## PASSAGE
Kaspar Hauser

Among casual fans of foreign film and art-house aficionados alike, the name Kaspar Hauser brings to mind two men, neither of whom are Kaspar Hauser. The first is Werner Herzog, director most famous cinematic adaptation of the legendary feral child’s tale. The other is the film’s star, Bruno S., a real-life outsider with no acting experience, whose debut role was as the titular Teuton in Herzog’s The Enigma of Kaspar Hauser. The film known in the original German by a more philosophical, distinctly Herzogian title, Jeder für sich und Gott gegen alle (Every Man for Himself and God Against Them All) uses the story of Hauser to explore Herzog’s thematic obsessions.

The real-life tale of Kaspar Hauser is so shrouded in strangeness that it’s no shock it became the subject of a conspiracy theory that persists to this day. A foundling child, Hauser mysteriously appeared on the street of Nuremburg in Germany in 1828, repetitively muttering cryptic statements, clutching one anonymous letter, and another purportedly from his mother, but written in the same hand as the first. Hauser revealed that he had been raised in complete isolation, kept by an unknown captor in a tiny cell with minimal human contact.

## ACTIVITY A
Copy out part of the Kaspar Hauser passage, beginning at the words "The real-life tale" and stopping after the words "minimal human contact.".
## ACTIVITY B
According to the Kaspar Hauser passage, in what year did Hauser appear on the street in Nuremburg?
## ACTIVITY C
Continue the Kaspar Hauser passage from its last sentence.
You won't need the items after this text for anything here.

## EXCERPTED DATA
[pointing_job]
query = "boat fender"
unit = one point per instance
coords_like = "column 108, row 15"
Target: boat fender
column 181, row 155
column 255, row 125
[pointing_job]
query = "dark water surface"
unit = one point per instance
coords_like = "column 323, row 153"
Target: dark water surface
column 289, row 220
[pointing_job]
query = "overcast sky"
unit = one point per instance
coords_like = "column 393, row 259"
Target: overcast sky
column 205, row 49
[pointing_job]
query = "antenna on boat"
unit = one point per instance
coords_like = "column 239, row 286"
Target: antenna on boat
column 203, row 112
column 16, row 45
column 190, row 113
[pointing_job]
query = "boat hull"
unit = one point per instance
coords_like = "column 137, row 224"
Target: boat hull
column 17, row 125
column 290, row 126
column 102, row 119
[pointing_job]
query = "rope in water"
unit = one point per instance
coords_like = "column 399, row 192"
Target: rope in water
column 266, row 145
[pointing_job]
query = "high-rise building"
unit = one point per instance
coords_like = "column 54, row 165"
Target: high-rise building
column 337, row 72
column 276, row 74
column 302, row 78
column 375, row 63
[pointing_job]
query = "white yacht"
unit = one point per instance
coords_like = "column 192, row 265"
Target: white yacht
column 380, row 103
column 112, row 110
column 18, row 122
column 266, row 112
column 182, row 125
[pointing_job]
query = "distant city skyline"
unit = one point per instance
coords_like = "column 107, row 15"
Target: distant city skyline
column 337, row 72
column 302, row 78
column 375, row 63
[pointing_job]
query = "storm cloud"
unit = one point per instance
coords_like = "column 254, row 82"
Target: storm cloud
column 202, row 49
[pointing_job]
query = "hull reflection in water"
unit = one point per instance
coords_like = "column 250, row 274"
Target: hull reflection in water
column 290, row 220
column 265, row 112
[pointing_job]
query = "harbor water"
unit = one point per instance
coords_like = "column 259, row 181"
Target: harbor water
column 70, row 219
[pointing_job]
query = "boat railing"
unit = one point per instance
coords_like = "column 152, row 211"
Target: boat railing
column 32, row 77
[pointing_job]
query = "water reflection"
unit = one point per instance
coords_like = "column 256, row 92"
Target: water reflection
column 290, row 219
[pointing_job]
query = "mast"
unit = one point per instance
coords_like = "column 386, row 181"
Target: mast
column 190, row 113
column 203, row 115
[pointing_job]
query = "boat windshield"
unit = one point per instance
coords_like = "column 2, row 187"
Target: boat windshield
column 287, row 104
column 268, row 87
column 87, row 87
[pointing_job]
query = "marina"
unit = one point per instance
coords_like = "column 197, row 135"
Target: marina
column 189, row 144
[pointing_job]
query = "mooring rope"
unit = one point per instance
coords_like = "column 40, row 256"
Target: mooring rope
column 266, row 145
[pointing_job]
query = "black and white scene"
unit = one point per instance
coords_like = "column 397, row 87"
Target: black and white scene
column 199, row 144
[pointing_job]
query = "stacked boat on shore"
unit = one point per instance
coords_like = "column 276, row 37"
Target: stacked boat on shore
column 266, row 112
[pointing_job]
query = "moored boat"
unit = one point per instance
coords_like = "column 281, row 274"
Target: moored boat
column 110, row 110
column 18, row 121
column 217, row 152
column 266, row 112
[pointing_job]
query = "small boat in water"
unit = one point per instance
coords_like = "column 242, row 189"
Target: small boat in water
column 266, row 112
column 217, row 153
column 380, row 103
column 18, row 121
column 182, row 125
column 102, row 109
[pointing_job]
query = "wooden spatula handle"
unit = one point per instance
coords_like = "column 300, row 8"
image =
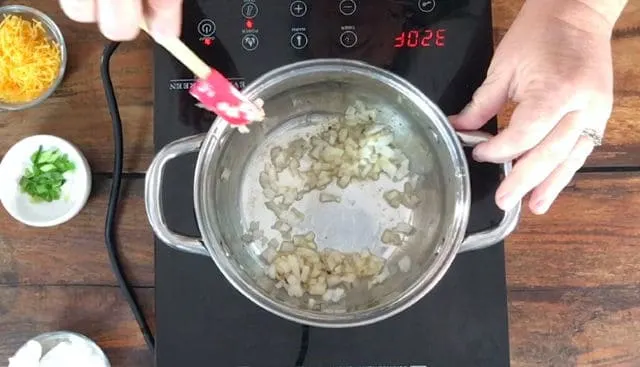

## WRITTEN RESPONSE A
The real-life tale of Kaspar Hauser is so shrouded in strangeness that it’s no shock it became the subject of a conspiracy theory that persists to this day. A foundling child, Hauser mysteriously appeared on the street of Nuremburg in Germany in 1828, repetitively muttering cryptic statements, clutching one anonymous letter, and another purportedly from his mother, but written in the same hand as the first. Hauser revealed that he had been raised in complete isolation, kept by an unknown captor in a tiny cell with minimal human contact.

## WRITTEN RESPONSE B
1828

## WRITTEN RESPONSE C
Rumors of Hauser’s royal heritage spread and persisted and just as mysteriously as he appeared, he was stabbed to death by an unknown assailant. The strange story of Kaspar Hauser acts as perfect raw material for Herzog. The Enigma of Kaspar Hauser paints the historical character as one of Herzog’s many solitary, visionary underdogs. Beginning as a blank slate, Bruno S.’s character grows to question the provincial presuppositions of the everymen who surround him, his bizarre origins giving him a more profound understanding of the world.

Unlike Herzog’s film, Peter Sehr’s Kaspar Hauser explores the mythology, rather than interpreting the reality. The 1993 film, now available on DVD in the US, fleshes out the Hauser legend with a healthy dose of highly dramatic historical fiction. Kaspar Hauser depicts a switched-at-birth scenario in which the heir to the throne of Baden is kidnapped at the behest of Countess Hochberg (Katharina Thalbach). The baby that would have been Hauser is murdered, while the real heir is locked up in Hungary.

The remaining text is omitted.